#### Data:
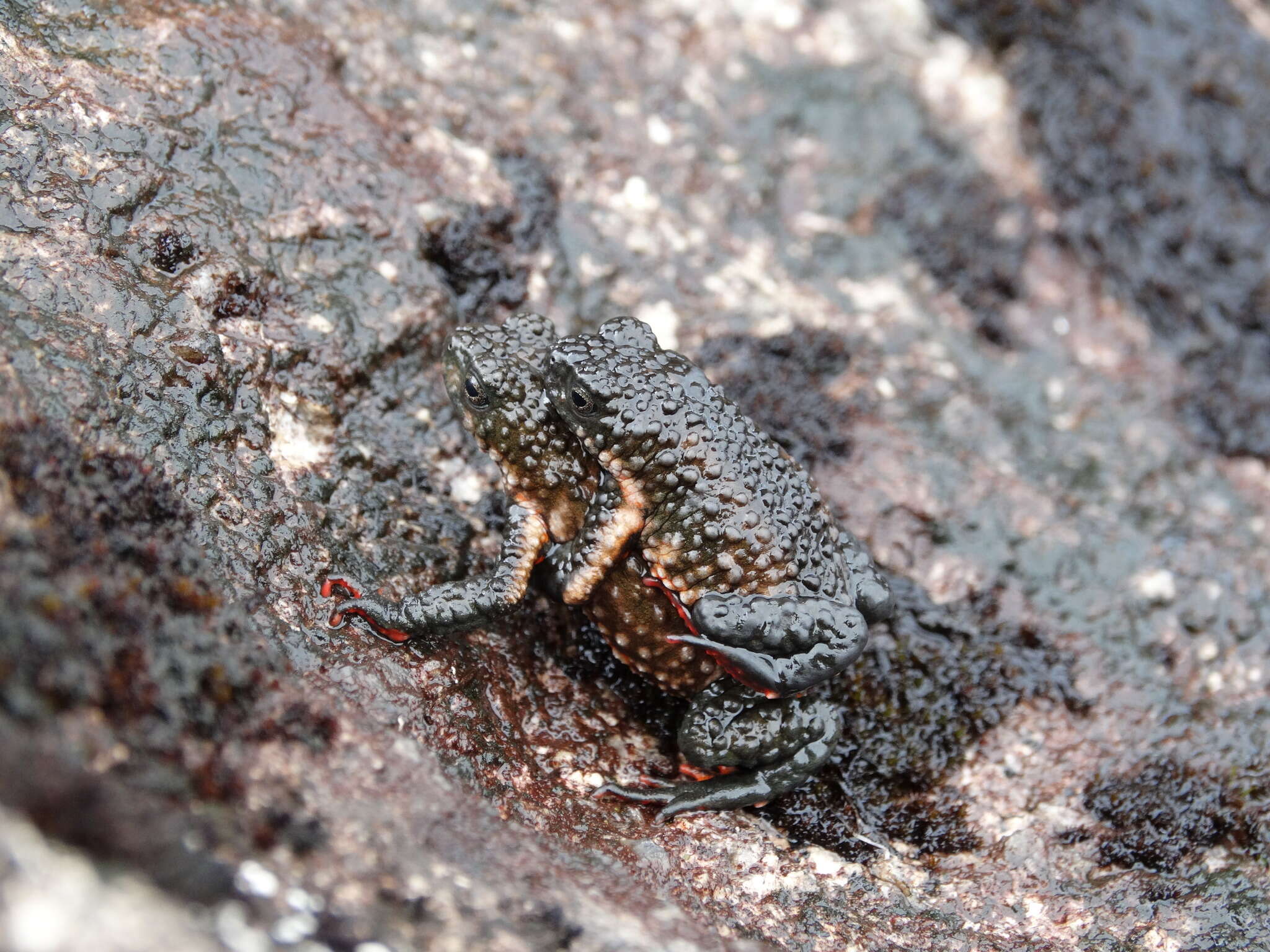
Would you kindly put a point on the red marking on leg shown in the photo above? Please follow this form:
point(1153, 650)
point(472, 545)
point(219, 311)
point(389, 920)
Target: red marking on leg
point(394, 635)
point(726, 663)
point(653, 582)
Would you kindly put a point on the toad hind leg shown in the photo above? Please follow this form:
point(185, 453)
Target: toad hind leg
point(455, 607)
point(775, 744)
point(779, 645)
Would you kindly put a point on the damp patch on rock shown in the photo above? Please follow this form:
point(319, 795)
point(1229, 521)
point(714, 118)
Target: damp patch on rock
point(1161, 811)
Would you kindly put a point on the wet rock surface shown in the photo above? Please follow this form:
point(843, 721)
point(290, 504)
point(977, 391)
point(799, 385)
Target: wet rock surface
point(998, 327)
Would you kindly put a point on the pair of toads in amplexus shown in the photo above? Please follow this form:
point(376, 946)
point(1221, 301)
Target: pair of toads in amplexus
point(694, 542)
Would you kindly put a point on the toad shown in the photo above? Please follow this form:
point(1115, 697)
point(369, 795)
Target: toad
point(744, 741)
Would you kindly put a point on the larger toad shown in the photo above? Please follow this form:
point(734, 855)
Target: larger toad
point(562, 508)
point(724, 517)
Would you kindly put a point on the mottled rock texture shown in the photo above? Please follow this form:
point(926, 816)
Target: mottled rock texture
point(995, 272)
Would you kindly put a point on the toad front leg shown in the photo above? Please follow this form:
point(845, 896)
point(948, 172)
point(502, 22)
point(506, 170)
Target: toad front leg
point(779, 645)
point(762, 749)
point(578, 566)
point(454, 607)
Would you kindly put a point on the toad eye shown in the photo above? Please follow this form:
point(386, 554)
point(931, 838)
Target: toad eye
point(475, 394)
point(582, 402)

#### Direction:
Could you write out all the lines above again, with the requests included, and add -29 to every coordinate in the answers? Leave the pictures out.

#### Worked solution:
Would you kindly put a point on the red marking on leg shown in the photo above? Please follow this form:
point(1153, 650)
point(472, 545)
point(219, 311)
point(389, 920)
Target: red marking on leg
point(365, 606)
point(697, 634)
point(624, 553)
Would you kindly put a point on the toad hind leg shown in the photo above? Please follow this form:
point(185, 453)
Target: toad hind leg
point(426, 578)
point(746, 715)
point(750, 616)
Would you kindly put a point on the damp patch on rock shown in the photo above? Please follow this form:
point(319, 795)
point(1229, 521)
point(714, 118)
Target: damp patch on rock
point(1132, 782)
Would you kindly put a point on the wet rock surface shown in the photo above? Please follow this form:
point(843, 721)
point(290, 504)
point(977, 391)
point(799, 385)
Target: wet rock surface
point(969, 298)
Would you kindly put a point on the pair of toads in amplexus shown in the photo above? Please follow this form:
point(376, 946)
point(1221, 301)
Target: pair of toads in amplexus
point(665, 513)
Would you kindly put a point on the toad shown in the photo above? Please follow this form:
point(1115, 697)
point(369, 795)
Target: toad
point(715, 712)
Would you kindly put a point on the larger toad shown in the photo above? Please follow this form:
point(734, 855)
Target: larger toad
point(533, 479)
point(695, 488)
Would you kindly put a point on the mottled rock texture shown in the photo above? Please follow this form:
point(926, 816)
Target: mottled rock texture
point(966, 243)
Would you kindly put a point on the toad front leg shown in the photo above? Please follow this form:
point(845, 896)
point(948, 172)
point(502, 22)
point(506, 170)
Target: toad front leg
point(750, 616)
point(733, 720)
point(549, 537)
point(425, 578)
Would you kindly put a point on the toad eye shown in the photo above? Please follow this form:
point(386, 554)
point(931, 838)
Target: toad eye
point(446, 365)
point(553, 373)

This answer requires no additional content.